■ Image annotation data
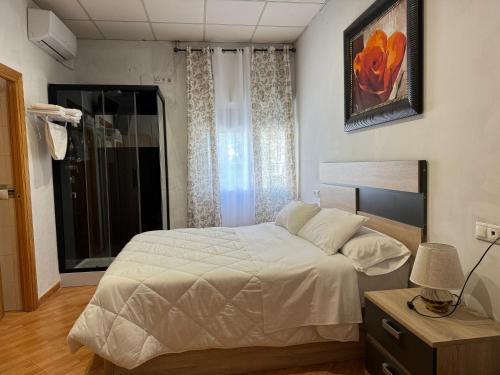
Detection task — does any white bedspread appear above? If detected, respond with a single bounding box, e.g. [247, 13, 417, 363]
[68, 223, 361, 369]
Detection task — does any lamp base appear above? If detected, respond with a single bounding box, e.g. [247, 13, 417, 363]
[420, 288, 453, 314]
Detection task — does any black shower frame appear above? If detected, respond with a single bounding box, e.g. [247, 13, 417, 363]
[48, 84, 170, 273]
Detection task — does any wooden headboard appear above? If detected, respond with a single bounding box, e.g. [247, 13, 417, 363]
[320, 160, 427, 255]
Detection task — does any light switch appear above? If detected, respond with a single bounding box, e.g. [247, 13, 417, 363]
[476, 221, 500, 242]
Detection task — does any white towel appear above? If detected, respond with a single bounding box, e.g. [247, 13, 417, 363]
[45, 121, 68, 160]
[31, 103, 64, 111]
[64, 108, 82, 117]
[29, 108, 66, 117]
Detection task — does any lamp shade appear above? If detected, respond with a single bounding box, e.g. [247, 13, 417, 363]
[410, 243, 464, 289]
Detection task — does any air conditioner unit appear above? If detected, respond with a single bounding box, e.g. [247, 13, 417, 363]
[28, 8, 77, 61]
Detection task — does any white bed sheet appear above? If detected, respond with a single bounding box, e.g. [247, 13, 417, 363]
[68, 223, 361, 369]
[356, 261, 410, 306]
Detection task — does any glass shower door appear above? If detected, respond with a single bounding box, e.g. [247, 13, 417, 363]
[51, 85, 168, 273]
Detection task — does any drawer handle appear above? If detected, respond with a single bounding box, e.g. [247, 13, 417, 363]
[382, 362, 397, 375]
[382, 318, 403, 340]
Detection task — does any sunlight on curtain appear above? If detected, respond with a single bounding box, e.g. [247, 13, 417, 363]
[251, 47, 297, 223]
[212, 48, 255, 227]
[186, 48, 221, 228]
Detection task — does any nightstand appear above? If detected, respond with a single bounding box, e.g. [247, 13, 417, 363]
[365, 288, 500, 375]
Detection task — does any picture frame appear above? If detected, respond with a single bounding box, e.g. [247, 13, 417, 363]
[344, 0, 423, 132]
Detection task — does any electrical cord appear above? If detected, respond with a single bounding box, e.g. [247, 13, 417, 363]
[406, 237, 500, 319]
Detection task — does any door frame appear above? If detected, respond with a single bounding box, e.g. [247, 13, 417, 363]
[0, 63, 38, 311]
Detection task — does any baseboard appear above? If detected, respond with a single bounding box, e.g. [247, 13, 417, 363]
[38, 281, 61, 306]
[61, 271, 104, 288]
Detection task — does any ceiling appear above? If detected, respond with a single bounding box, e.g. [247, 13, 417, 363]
[34, 0, 328, 43]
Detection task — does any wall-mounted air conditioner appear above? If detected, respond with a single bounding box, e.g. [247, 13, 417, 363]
[28, 8, 77, 61]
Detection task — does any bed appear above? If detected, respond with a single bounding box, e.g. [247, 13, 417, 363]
[68, 162, 425, 375]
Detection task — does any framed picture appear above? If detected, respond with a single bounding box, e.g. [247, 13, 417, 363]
[344, 0, 423, 131]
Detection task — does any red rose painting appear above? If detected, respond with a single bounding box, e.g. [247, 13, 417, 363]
[353, 30, 406, 107]
[352, 1, 407, 114]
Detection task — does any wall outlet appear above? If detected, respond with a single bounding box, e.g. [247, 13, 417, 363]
[476, 221, 500, 242]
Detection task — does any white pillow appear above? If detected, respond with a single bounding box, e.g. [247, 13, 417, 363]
[275, 201, 320, 234]
[341, 228, 411, 276]
[298, 208, 368, 255]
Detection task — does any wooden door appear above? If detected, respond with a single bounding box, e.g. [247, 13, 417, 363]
[0, 64, 38, 311]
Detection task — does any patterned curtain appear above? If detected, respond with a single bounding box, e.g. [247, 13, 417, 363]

■ WORK TO DO
Rename "Detection task" to "Localization task" throughout all of the data above, keeping everything else the same. Leave out the pictures.

■ OUTPUT OF THE EXERCISE
Localization task — does any white bedspread appear above? If detected, respond with a single bounding box, e.g. [247, 13, 417, 363]
[68, 223, 361, 369]
Localization task — does any lamp base appear above? If detected, respond with a single bounding box, e.g. [247, 13, 417, 363]
[420, 288, 453, 314]
Localization task — does any black shower frame appear above? If detected, respond with a single bounding box, e.g. [247, 13, 417, 363]
[48, 84, 170, 273]
Localization task — does any wooden headboard appear above? If detected, respond with a single bounding box, e.g. [247, 13, 417, 363]
[320, 160, 427, 255]
Localization task — does any light switch appear above? If detected, respond with a single bounding box, e.g. [247, 13, 417, 363]
[476, 221, 500, 242]
Localization task — does any white towel appear above? If detected, respond with a single bounding box, e.g. [247, 13, 417, 363]
[45, 121, 68, 160]
[31, 103, 64, 111]
[64, 108, 82, 117]
[29, 108, 66, 117]
Localization task — does any lamp shade appear above? If detected, respond with a single bounding box, e.g. [247, 13, 417, 363]
[410, 243, 464, 289]
Localization task — does any air conditioner unit appear above? If detected, respond with a single bounding box, e.g. [247, 13, 417, 363]
[28, 8, 77, 61]
Localization task — does any white bed sheet appear above? If detected, respond with a single bounding box, e.g. [247, 13, 417, 363]
[68, 223, 361, 369]
[356, 261, 410, 306]
Localization task — does any glass shower door appear above? If detected, respond with a single bounding box, e.g. [247, 13, 417, 363]
[51, 85, 168, 273]
Localization task — does any drawer handle appear above? If detected, respond with a single bounding box, e.g. [247, 13, 417, 363]
[382, 362, 397, 375]
[382, 318, 403, 340]
Localization task — does any sunlight on curtain appear above? If detected, respond with a single bounding box, e.g. [247, 13, 417, 363]
[251, 47, 297, 223]
[212, 48, 255, 227]
[186, 48, 221, 228]
Localization task — does any nightstand appear above? If detected, respond with a single bounding box, e.g. [247, 13, 417, 363]
[365, 288, 500, 375]
Localization task — does any picture frame appear above? If detected, respond with a single bounding box, e.g. [247, 13, 417, 363]
[344, 0, 423, 132]
Localization task — does any electrical cord appear above? If detected, respond with a single bounding box, e.g. [247, 13, 417, 363]
[406, 237, 500, 319]
Localization task — does any door frame appear above? If detected, respond with a single bounding box, e.g. [247, 13, 417, 363]
[0, 63, 38, 311]
Localization task — does any baseboard appear above? If detected, respond with a single bounding box, e.g. [247, 13, 417, 363]
[38, 281, 61, 306]
[61, 271, 104, 288]
Localization task — does any ceiling appear above? If detected, respond with a single bounding box, e.g. [247, 13, 417, 363]
[34, 0, 328, 43]
Localization task — does any wall-mounted air conditioner appear above? If detected, respond with a single bounding box, e.g. [247, 13, 417, 363]
[28, 8, 77, 61]
Localization task — does any bed appear above? If detected, respond with a single bounding box, e.g. [247, 13, 417, 363]
[68, 162, 425, 375]
Localization task — does any framed picture appear above? If detected, respond with a single bounding box, e.g. [247, 13, 417, 363]
[344, 0, 423, 131]
Localization task — does any red rose painting appear above? If detected, respond with a single bounding box, e.g. [247, 13, 417, 363]
[353, 30, 406, 107]
[352, 1, 407, 114]
Localization task — does any wall outlet appear above? If detected, respond with a single bounding box, e.g. [247, 13, 417, 363]
[476, 221, 500, 242]
Localization task — does any white pillow appear above? If detected, respond with a single bounding box, e.g. [247, 13, 417, 363]
[275, 201, 320, 234]
[341, 228, 411, 276]
[298, 208, 368, 255]
Localization task — does any wooden door appear above? If detected, respond with a single bounding box, e.g. [247, 13, 417, 363]
[0, 64, 38, 311]
Localization task — does any patterned curtain appear above? If detected, respond with a single bounding box, e.g. [247, 13, 417, 363]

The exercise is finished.